-- start --

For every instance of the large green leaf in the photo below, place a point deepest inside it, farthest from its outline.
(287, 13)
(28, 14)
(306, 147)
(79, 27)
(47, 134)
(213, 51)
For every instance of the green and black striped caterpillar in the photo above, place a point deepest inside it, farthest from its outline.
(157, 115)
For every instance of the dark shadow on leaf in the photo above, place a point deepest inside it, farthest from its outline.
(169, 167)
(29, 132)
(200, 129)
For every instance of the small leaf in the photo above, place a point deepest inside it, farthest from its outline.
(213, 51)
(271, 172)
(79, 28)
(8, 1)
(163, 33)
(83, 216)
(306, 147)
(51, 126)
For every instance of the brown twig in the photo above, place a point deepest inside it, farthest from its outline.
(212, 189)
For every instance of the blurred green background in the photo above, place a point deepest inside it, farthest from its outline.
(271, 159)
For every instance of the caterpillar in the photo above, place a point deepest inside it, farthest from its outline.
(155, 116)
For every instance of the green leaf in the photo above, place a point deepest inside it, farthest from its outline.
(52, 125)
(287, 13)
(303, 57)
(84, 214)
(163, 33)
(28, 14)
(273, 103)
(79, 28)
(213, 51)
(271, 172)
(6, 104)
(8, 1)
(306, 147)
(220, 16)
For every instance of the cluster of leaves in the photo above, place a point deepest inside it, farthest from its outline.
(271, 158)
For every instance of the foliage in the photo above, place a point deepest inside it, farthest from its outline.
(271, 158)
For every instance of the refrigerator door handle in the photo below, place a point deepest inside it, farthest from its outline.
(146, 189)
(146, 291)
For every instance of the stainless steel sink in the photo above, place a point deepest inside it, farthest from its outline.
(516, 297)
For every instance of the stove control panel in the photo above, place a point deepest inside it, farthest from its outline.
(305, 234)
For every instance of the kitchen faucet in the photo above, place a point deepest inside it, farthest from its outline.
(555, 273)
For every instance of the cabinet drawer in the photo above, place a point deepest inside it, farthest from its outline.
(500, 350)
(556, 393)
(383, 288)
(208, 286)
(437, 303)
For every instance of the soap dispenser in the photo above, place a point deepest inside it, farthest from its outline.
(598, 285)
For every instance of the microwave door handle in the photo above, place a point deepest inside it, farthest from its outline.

-- end --

STATED PROBLEM
Can you rewrite every line from the one containing "For every instance of the cabinet" through the end of the data, inclusive, keeping the wording lines as they are but shifting every coordinate value up by 71?

RESULT FOR THIS EXERCISE
For every instance of the cabinet drawer in the photo above, place a point deepest inside it, farthest from its outline.
(571, 421)
(627, 464)
(454, 359)
(279, 357)
(508, 374)
For every instance of the soap dispenser in the photo above, place a point deepest inside it, farthest from its outline.
(669, 356)
For every instance of the microwave door handle in the photo above, place a point deepest inside it, farthest from its outline.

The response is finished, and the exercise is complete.